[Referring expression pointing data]

****

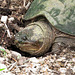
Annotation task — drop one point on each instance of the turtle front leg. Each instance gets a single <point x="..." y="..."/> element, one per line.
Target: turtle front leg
<point x="62" y="43"/>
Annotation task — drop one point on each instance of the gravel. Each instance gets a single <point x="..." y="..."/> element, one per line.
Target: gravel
<point x="49" y="64"/>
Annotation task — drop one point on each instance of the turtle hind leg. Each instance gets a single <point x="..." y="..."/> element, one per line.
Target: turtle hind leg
<point x="62" y="43"/>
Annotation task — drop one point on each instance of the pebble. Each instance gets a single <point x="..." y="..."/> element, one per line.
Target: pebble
<point x="1" y="59"/>
<point x="15" y="54"/>
<point x="63" y="70"/>
<point x="34" y="60"/>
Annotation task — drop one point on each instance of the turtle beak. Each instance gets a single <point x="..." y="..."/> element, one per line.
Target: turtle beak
<point x="30" y="39"/>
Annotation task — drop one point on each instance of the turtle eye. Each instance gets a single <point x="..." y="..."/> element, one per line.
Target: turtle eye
<point x="24" y="38"/>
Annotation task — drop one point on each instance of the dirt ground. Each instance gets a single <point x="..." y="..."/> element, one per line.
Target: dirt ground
<point x="15" y="62"/>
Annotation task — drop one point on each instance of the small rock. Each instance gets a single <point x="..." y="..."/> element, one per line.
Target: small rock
<point x="15" y="54"/>
<point x="1" y="60"/>
<point x="3" y="66"/>
<point x="63" y="70"/>
<point x="34" y="60"/>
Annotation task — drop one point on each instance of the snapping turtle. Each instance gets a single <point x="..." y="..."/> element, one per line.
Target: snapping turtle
<point x="55" y="29"/>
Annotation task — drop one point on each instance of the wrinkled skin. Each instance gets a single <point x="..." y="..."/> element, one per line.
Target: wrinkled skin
<point x="38" y="37"/>
<point x="57" y="31"/>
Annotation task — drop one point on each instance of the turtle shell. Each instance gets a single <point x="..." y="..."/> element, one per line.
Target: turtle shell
<point x="60" y="13"/>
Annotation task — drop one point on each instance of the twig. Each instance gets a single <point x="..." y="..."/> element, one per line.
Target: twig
<point x="12" y="66"/>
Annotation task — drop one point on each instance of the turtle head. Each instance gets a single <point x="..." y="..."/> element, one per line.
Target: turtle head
<point x="34" y="39"/>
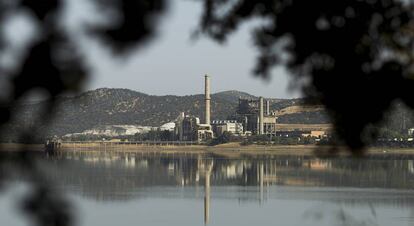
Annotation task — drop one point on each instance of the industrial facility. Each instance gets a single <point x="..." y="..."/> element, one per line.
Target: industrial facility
<point x="253" y="117"/>
<point x="189" y="128"/>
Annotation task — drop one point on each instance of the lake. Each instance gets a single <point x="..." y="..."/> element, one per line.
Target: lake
<point x="204" y="189"/>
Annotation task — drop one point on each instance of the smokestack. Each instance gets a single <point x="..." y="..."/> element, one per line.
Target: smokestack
<point x="207" y="98"/>
<point x="267" y="107"/>
<point x="261" y="124"/>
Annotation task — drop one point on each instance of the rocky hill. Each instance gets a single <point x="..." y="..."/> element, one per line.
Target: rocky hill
<point x="122" y="107"/>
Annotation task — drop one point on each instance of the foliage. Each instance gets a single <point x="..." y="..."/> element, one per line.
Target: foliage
<point x="355" y="54"/>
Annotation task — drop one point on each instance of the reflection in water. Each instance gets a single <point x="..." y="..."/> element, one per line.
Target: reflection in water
<point x="208" y="169"/>
<point x="354" y="182"/>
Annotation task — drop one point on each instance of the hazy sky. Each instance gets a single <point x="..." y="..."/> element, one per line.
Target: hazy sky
<point x="175" y="64"/>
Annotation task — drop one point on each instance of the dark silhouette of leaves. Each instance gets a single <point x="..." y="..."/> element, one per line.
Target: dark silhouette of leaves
<point x="356" y="54"/>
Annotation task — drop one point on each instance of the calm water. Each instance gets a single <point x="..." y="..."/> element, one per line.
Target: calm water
<point x="202" y="189"/>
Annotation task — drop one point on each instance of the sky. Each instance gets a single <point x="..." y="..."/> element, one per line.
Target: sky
<point x="173" y="63"/>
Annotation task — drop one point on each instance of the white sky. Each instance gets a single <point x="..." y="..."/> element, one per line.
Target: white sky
<point x="173" y="63"/>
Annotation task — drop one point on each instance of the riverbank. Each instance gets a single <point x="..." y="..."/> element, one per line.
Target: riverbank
<point x="229" y="149"/>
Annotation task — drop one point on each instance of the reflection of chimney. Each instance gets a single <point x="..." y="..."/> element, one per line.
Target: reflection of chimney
<point x="261" y="124"/>
<point x="267" y="107"/>
<point x="207" y="98"/>
<point x="207" y="193"/>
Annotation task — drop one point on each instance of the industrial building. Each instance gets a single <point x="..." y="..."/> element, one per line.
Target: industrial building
<point x="256" y="117"/>
<point x="189" y="128"/>
<point x="231" y="126"/>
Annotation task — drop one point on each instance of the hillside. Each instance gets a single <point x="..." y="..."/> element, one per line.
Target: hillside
<point x="122" y="107"/>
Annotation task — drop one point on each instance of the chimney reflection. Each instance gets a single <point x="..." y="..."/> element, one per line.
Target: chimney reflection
<point x="208" y="169"/>
<point x="261" y="175"/>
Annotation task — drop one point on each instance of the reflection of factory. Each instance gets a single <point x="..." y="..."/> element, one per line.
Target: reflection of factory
<point x="255" y="118"/>
<point x="189" y="128"/>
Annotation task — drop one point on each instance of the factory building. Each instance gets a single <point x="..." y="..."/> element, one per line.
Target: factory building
<point x="231" y="126"/>
<point x="189" y="128"/>
<point x="256" y="117"/>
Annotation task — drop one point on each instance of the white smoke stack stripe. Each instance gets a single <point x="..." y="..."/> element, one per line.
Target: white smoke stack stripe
<point x="207" y="98"/>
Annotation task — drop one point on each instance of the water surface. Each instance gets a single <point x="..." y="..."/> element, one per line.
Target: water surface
<point x="149" y="189"/>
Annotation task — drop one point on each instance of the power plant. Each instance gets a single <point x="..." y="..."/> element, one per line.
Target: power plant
<point x="189" y="128"/>
<point x="252" y="117"/>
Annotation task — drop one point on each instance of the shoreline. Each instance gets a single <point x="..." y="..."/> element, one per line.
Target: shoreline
<point x="229" y="149"/>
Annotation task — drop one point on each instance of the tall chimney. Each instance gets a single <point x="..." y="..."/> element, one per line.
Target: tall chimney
<point x="207" y="98"/>
<point x="267" y="107"/>
<point x="261" y="124"/>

****

Work required:
Without the pictures, extract every entry verbatim.

Output:
Annotation task — drop one point on each instance of the turtle front leg. Each instance gets a single <point x="..." y="..."/> element, one per line.
Target: turtle front leg
<point x="62" y="43"/>
Annotation task — drop one point on each instance of the gravel. Each instance gets a single <point x="..." y="..."/> element, one per line.
Target: gravel
<point x="49" y="64"/>
Annotation task — drop one point on each instance of the turtle hind leg. Each instance gets a single <point x="..." y="..."/> element, one per line.
Target: turtle hind leg
<point x="62" y="43"/>
Annotation task — drop one point on each instance of the pebble. Each instance gets a single <point x="..." y="..."/> element, one per line.
Target: pebble
<point x="1" y="59"/>
<point x="15" y="54"/>
<point x="63" y="70"/>
<point x="34" y="60"/>
Annotation task — drop one point on each instance of the turtle beak. Each instance gets a single <point x="..." y="..."/> element, one per line.
Target: turtle beak
<point x="30" y="39"/>
Annotation task — drop one point on each instance of the turtle eye. Each instance gets a single <point x="..." y="..."/> element, one per line.
Target: turtle eye
<point x="24" y="38"/>
Annotation task — drop one point on each instance of the dirt ground. Each instance gets a single <point x="..." y="..."/> element, one per line.
Target: dirt ground
<point x="15" y="62"/>
Annotation task — drop one point on each instance of the small rock. Each instance gets a single <point x="..." y="..."/> element, one per line.
Target: small rock
<point x="15" y="54"/>
<point x="1" y="60"/>
<point x="3" y="66"/>
<point x="63" y="70"/>
<point x="34" y="60"/>
Annotation task — drop one point on each instance of the snapping turtle. Each instance gets a single <point x="..." y="..."/> element, one per line.
Target: snapping turtle
<point x="55" y="29"/>
Annotation task — drop one point on each instance of the wrinkled skin. Each instance gets a single <point x="..." y="..."/> element, one per line.
Target: wrinkled skin
<point x="38" y="37"/>
<point x="57" y="31"/>
Annotation task — drop one point on each instance of the turtle shell. Each instance gets a single <point x="..." y="..."/> element, one per line.
Target: turtle shell
<point x="60" y="13"/>
Annotation task — drop one point on each instance of the twig. Each instance gets a single <point x="..." y="..."/> element, one per line.
Target: twig
<point x="12" y="66"/>
Annotation task — drop one point on each instance of the turtle head. Each instance gets a single <point x="..." y="..."/> element, one per line.
Target: turtle head
<point x="34" y="39"/>
Annotation task — drop one point on each instance of the industrial facility. Each instance gets a single <point x="..." y="..."/> element, one per line.
Target: industrial facility
<point x="253" y="117"/>
<point x="189" y="128"/>
Annotation task — drop one point on each instance of the lake. Each instance gets a single <point x="..." y="..."/> element, one per line.
Target: lake
<point x="204" y="189"/>
Annotation task — drop one point on each instance of the smokestack. Each instance gets a single <point x="..." y="..."/> element, one per line.
Target: smokestack
<point x="207" y="98"/>
<point x="267" y="107"/>
<point x="261" y="124"/>
Annotation task — drop one point on each instance of the rocky hill. Each instance gets a single <point x="..." y="..."/> element, one per line.
Target: rocky hill
<point x="122" y="107"/>
Annotation task — drop one point on each instance of the foliage. Each instance gets a single <point x="..." y="..."/> element, one per line.
Target: foliage
<point x="355" y="54"/>
Annotation task — drop one point on each instance of the reflection in water. Each instance gets a single <point x="..." y="..."/> element, one per line.
Target: reflection in water
<point x="208" y="169"/>
<point x="354" y="182"/>
Annotation task — drop one point on each instance of the hazy sky. Each instance gets a single <point x="..." y="..."/> element, one per line.
Target: hazy sky
<point x="175" y="64"/>
Annotation task — drop one point on each instance of the dark silhouette of leaves. Each instance gets a single <point x="..." y="..."/> element, one per line.
Target: dark silhouette of leaves
<point x="356" y="54"/>
Annotation task — drop one point on each instance of the calm water. Each instance gets a single <point x="..." y="..."/> element, one per line.
Target: calm water
<point x="202" y="189"/>
Annotation task — drop one point on each instance of the sky. Each instance gets a single <point x="..." y="..."/> element, one per line.
Target: sky
<point x="173" y="63"/>
Annotation task — drop one point on each instance of the white sky. Each instance gets a single <point x="..." y="..."/> element, one per line.
Target: white sky
<point x="173" y="63"/>
Annotation task — drop one point on each instance of the riverbank. Each instance gets a single <point x="..." y="..."/> element, one per line.
Target: riverbank
<point x="229" y="149"/>
Annotation task — drop one point on each instance of the reflection of chimney. Each instance gets a single <point x="..." y="..."/> element, one per line.
Target: reflection of chimney
<point x="261" y="124"/>
<point x="267" y="107"/>
<point x="207" y="98"/>
<point x="207" y="193"/>
Annotation task — drop one point on each instance of the industrial building. Each instance gets a single <point x="..." y="..."/> element, one per line.
Target: industrial building
<point x="256" y="117"/>
<point x="189" y="128"/>
<point x="231" y="126"/>
Annotation task — drop one point on each instance of the hillside. Each instance gets a single <point x="..." y="..."/> element, one per line.
Target: hillside
<point x="122" y="107"/>
Annotation task — drop one point on each instance of the chimney reflection. Each instance gets a single <point x="..." y="..."/> element, one per line.
Target: chimney reflection
<point x="208" y="169"/>
<point x="261" y="175"/>
Annotation task — drop one point on each instance of the reflection of factory. Each instance gets a single <point x="..." y="..."/> element, one per line.
Target: reflection of factory
<point x="255" y="118"/>
<point x="189" y="128"/>
Annotation task — drop one point on each instance of the factory building. Each instance gets a single <point x="..." y="..."/> element, one per line.
Target: factory building
<point x="231" y="126"/>
<point x="189" y="128"/>
<point x="256" y="117"/>
Annotation task — drop one point on each instance of the white smoke stack stripe. Each instance gets a single <point x="..." y="..."/> element, one per line.
Target: white smoke stack stripe
<point x="207" y="98"/>
Annotation task — drop one point on each instance of the water surface. Each instance gets a single <point x="..." y="..."/> element, one per line.
Target: water surface
<point x="149" y="189"/>
Annotation task — drop one point on each instance of the power plant. Each instance gets a single <point x="..." y="..."/> element, one per line.
Target: power plant
<point x="189" y="128"/>
<point x="252" y="117"/>
Annotation task — drop one point on each instance of the shoreline. Each instance gets a single <point x="..." y="..."/> element, one per line.
Target: shoreline
<point x="229" y="149"/>
Annotation task — drop one point on each instance of the tall chimney. Each instance gets a single <point x="..." y="..."/> element, one per line.
Target: tall chimney
<point x="207" y="98"/>
<point x="267" y="107"/>
<point x="261" y="124"/>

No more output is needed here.